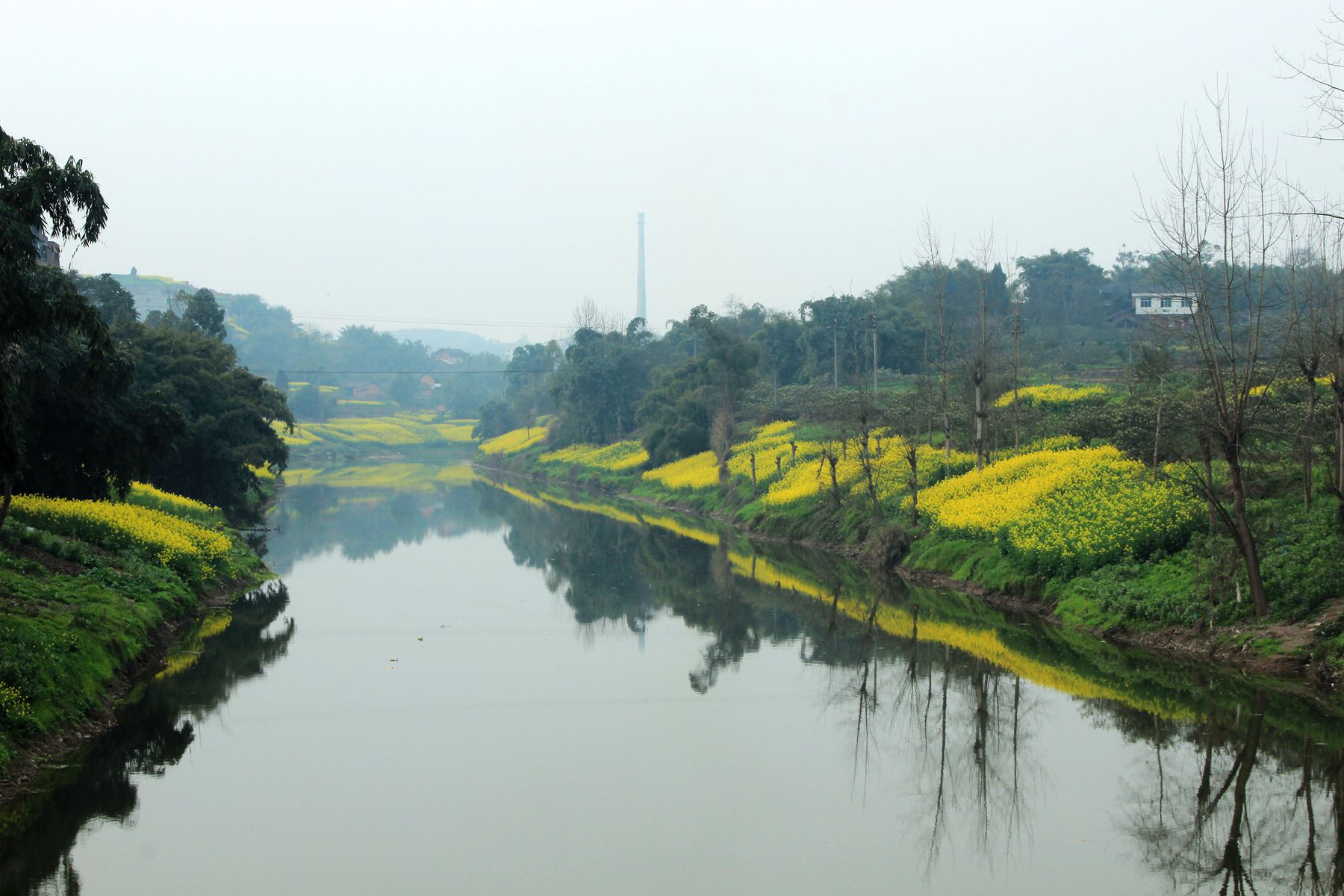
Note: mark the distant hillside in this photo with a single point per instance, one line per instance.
(470, 343)
(151, 292)
(154, 292)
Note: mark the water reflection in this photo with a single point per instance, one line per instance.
(1242, 793)
(364, 512)
(38, 833)
(1226, 785)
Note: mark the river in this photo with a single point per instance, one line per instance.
(460, 685)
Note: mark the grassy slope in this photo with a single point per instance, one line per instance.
(73, 617)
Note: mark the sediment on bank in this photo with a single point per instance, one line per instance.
(92, 593)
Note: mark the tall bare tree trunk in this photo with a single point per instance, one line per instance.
(913, 461)
(1308, 437)
(1206, 454)
(1157, 429)
(1242, 534)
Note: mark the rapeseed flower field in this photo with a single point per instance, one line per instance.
(1066, 511)
(615, 458)
(193, 551)
(515, 441)
(1051, 395)
(146, 494)
(697, 472)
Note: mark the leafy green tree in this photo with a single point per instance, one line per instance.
(600, 385)
(1065, 285)
(228, 413)
(114, 304)
(201, 309)
(40, 305)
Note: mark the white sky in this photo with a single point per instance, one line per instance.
(485, 161)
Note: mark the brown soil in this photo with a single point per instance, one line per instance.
(37, 756)
(50, 561)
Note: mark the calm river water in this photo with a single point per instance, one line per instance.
(464, 688)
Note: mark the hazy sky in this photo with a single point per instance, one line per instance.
(484, 161)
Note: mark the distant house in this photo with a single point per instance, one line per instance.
(450, 356)
(1166, 304)
(49, 250)
(367, 393)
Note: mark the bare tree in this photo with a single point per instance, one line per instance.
(936, 293)
(1219, 226)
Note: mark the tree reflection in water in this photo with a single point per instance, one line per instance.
(961, 729)
(37, 835)
(1241, 793)
(1239, 809)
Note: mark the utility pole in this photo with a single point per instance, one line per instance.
(873, 323)
(835, 354)
(640, 307)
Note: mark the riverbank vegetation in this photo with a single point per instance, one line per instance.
(87, 591)
(127, 448)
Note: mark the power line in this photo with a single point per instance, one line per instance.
(302, 371)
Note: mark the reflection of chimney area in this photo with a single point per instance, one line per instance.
(640, 308)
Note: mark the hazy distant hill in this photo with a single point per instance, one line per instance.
(151, 292)
(154, 292)
(470, 343)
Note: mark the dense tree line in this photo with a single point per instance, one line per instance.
(93, 398)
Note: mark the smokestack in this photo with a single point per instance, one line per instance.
(640, 308)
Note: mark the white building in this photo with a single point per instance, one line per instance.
(1164, 302)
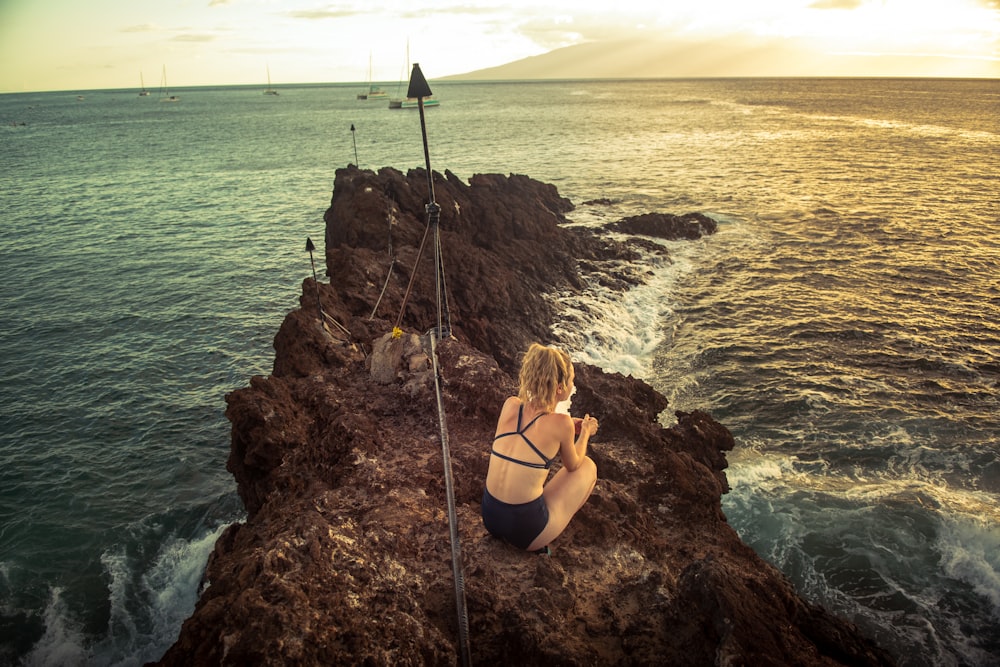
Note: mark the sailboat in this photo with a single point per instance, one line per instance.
(373, 92)
(270, 90)
(165, 95)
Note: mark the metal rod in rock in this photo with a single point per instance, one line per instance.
(319, 304)
(355, 140)
(419, 89)
(456, 544)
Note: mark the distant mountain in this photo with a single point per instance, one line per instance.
(730, 57)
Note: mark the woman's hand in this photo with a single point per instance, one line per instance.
(588, 422)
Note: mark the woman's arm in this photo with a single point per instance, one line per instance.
(574, 451)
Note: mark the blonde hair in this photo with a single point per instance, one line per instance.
(542, 371)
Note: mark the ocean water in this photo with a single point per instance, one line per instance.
(844, 323)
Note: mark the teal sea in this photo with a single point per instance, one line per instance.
(844, 323)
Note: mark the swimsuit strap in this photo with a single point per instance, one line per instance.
(520, 431)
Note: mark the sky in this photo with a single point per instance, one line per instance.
(100, 44)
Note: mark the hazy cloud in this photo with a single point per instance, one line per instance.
(314, 14)
(836, 4)
(145, 27)
(193, 37)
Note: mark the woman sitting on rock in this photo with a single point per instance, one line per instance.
(518, 506)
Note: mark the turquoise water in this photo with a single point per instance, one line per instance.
(844, 323)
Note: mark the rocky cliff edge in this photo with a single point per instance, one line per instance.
(345, 556)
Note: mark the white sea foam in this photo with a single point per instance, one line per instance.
(970, 551)
(620, 331)
(63, 643)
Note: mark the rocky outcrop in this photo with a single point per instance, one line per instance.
(663, 225)
(345, 555)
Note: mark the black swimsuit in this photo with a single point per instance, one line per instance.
(546, 462)
(518, 524)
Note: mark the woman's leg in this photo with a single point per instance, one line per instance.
(564, 495)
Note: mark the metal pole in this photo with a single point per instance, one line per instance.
(319, 304)
(355, 140)
(456, 545)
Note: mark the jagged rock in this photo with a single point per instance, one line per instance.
(672, 227)
(345, 555)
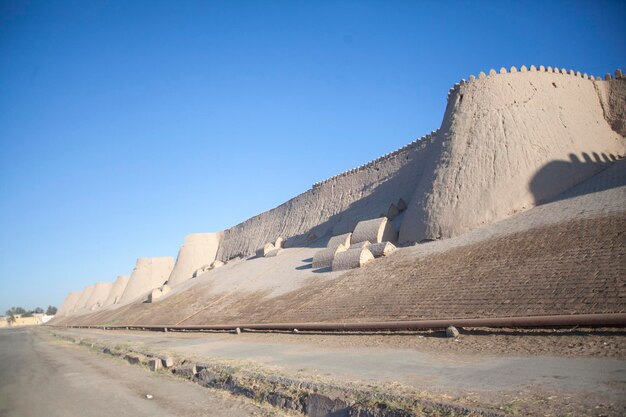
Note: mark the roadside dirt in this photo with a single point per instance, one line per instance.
(571, 342)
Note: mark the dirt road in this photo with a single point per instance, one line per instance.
(40, 376)
(533, 383)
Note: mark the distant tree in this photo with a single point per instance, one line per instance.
(15, 310)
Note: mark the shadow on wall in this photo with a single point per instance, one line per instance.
(560, 180)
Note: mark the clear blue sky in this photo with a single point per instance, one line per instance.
(125, 125)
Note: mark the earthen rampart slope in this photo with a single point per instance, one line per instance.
(199, 249)
(148, 274)
(99, 294)
(117, 290)
(82, 300)
(69, 303)
(562, 257)
(497, 135)
(508, 142)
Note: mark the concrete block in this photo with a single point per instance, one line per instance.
(132, 359)
(154, 364)
(273, 253)
(320, 405)
(167, 361)
(186, 371)
(452, 331)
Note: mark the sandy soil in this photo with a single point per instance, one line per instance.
(42, 376)
(533, 372)
(571, 342)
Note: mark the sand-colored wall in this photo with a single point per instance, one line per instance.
(613, 99)
(82, 300)
(505, 145)
(149, 273)
(333, 206)
(116, 290)
(100, 293)
(198, 250)
(69, 303)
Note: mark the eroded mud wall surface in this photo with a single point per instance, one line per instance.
(69, 303)
(613, 99)
(84, 297)
(117, 290)
(507, 143)
(149, 273)
(99, 294)
(198, 250)
(333, 206)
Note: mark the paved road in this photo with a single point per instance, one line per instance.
(453, 373)
(41, 376)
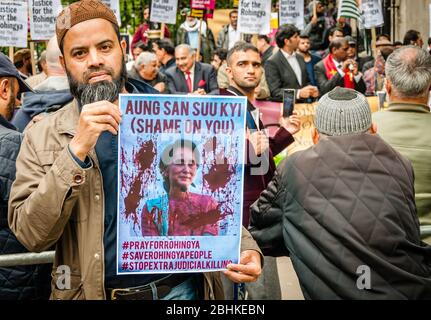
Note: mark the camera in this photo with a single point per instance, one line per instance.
(289, 97)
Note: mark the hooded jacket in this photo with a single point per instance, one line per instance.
(39, 102)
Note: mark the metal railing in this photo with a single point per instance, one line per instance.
(23, 259)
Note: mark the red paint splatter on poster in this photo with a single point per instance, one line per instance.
(143, 160)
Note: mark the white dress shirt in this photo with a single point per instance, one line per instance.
(234, 36)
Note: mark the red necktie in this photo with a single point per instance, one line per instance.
(189, 81)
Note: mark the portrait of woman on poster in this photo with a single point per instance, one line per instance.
(180, 212)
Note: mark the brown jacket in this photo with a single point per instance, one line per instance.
(55, 202)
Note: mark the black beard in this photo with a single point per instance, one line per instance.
(87, 93)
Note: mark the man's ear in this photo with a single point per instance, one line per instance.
(63, 64)
(123, 45)
(5, 87)
(315, 135)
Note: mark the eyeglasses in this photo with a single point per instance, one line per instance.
(182, 164)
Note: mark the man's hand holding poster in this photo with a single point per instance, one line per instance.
(180, 183)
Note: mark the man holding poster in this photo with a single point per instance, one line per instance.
(65, 192)
(180, 210)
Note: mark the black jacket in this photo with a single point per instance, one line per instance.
(203, 73)
(24, 282)
(280, 75)
(39, 102)
(339, 207)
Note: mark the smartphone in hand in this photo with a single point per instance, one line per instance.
(289, 97)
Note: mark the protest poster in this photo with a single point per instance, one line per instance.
(202, 4)
(180, 183)
(43, 14)
(254, 16)
(13, 23)
(115, 6)
(372, 13)
(292, 12)
(164, 11)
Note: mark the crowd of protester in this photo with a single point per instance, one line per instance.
(355, 198)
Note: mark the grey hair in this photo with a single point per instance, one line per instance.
(409, 71)
(144, 59)
(185, 46)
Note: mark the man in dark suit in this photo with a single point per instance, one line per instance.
(336, 70)
(190, 77)
(244, 71)
(286, 69)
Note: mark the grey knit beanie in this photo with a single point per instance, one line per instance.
(342, 112)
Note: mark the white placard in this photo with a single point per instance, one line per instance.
(292, 12)
(115, 6)
(254, 16)
(13, 23)
(372, 13)
(43, 14)
(164, 11)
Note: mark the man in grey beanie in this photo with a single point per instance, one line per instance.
(344, 211)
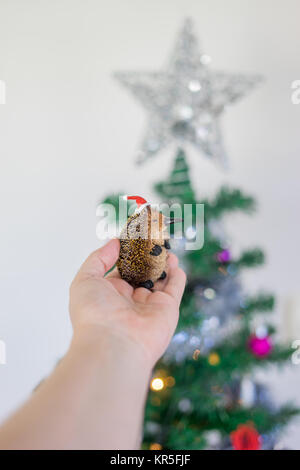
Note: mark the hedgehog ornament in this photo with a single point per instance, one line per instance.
(144, 242)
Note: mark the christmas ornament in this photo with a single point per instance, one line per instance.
(260, 347)
(224, 256)
(144, 243)
(245, 437)
(184, 102)
(213, 359)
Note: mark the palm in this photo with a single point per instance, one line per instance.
(145, 317)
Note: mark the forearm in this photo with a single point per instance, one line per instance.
(93, 400)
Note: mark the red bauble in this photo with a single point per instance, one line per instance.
(245, 437)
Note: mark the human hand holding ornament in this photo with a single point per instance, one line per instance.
(144, 244)
(138, 317)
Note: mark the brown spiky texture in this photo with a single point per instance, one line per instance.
(141, 234)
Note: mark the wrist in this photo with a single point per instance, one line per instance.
(103, 342)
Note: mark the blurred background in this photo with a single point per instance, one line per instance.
(69, 135)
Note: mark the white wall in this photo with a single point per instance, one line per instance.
(68, 134)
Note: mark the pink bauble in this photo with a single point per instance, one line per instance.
(260, 346)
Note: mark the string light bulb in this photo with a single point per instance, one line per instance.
(157, 384)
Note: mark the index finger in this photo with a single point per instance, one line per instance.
(175, 283)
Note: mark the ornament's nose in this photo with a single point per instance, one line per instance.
(172, 220)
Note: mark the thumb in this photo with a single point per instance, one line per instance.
(100, 261)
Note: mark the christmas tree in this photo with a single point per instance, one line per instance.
(203, 393)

→ WHAT YOU SHOULD DO:
Repeat exactly the lines from the one containing "Note: mark the thumb" to the end of the records.

→ WRITTEN REPLY:
Note: mark the thumb in this photo with a single point per instance, one line per instance.
(100, 261)
Note: mark the christmas tree in this photo with a single point per instance, one line per instance.
(203, 393)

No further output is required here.